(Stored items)
━━━━━━━━

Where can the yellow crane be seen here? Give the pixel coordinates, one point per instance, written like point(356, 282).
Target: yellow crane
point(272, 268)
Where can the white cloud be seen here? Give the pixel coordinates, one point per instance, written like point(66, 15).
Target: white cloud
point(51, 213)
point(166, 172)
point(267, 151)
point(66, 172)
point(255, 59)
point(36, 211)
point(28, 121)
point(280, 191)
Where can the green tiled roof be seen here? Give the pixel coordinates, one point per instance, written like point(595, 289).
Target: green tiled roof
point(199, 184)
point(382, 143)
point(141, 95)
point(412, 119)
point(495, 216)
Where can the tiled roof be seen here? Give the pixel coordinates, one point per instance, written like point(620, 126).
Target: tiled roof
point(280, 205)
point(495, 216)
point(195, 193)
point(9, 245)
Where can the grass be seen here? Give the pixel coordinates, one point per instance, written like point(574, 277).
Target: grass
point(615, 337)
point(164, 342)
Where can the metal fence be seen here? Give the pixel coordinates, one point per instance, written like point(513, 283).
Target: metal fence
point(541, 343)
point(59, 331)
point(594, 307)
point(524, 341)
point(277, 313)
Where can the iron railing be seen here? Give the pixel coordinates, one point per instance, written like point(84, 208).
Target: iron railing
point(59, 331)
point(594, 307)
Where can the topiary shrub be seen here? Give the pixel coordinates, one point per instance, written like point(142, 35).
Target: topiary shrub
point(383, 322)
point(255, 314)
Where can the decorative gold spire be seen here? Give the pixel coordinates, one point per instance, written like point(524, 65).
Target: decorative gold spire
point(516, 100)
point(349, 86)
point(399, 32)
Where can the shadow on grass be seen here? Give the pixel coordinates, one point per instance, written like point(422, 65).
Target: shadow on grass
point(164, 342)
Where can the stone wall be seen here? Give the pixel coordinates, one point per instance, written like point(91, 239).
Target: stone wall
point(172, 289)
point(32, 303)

━━━━━━━━

## YOUR OBJECTIVE
Without leaving anything out, transcribe the records above exactly.

## YOUR RESPONSE
Where can the yellow crane be seen here? Give the pixel coordinates, one point per instance, written like point(356, 282).
Target: yellow crane
point(272, 268)
Where can the white cloud be seen here? Give the pixel coordinates, one point per instance, written like point(66, 15).
Target: white cloud
point(51, 213)
point(166, 172)
point(267, 151)
point(66, 172)
point(255, 59)
point(36, 211)
point(28, 121)
point(280, 191)
Where can the green tiled roof be seen here? Give the pixel coordinates, one point per instance, written like point(595, 289).
Target: green tiled roof
point(199, 184)
point(382, 143)
point(141, 95)
point(412, 119)
point(495, 216)
Where can the tiled roof be seen here? Give the pixel coordinates, one point per instance, written like point(620, 126).
Target: tiled roof
point(280, 205)
point(495, 216)
point(195, 193)
point(9, 245)
Where can the grass be seen here? Give the pixel coordinates, one point per instance, written like point(574, 277).
Target: grass
point(615, 337)
point(164, 342)
Where can the metal fence be seen here? Give the pixel coordinates, one point per instance, written like point(513, 283).
Target: metal fence
point(541, 343)
point(59, 331)
point(594, 307)
point(524, 341)
point(277, 313)
Where can the iron railing be seen here? Give the pixel coordinates, one point per instance, written like point(84, 208).
Target: iron railing
point(59, 331)
point(594, 307)
Where can the topiary shrub be seen here? Give the pixel coordinates, one point per instance, written like point(142, 35).
Target: topiary shrub
point(383, 322)
point(255, 314)
Where can the decorative gold spire be seen here? Give the pixel coordinates, one point per instance, written like point(524, 65).
Target: decorative gold spire
point(516, 100)
point(349, 86)
point(399, 32)
Where can the shadow on grass be seen here? Give the pixel coordinates, one point per instance, written like point(422, 65).
Target: shadow on grass
point(164, 342)
Where can the stone wall be seen here? Give the pixel coordinates, one point per instance, written like point(91, 239).
Target: stone wall
point(172, 289)
point(32, 303)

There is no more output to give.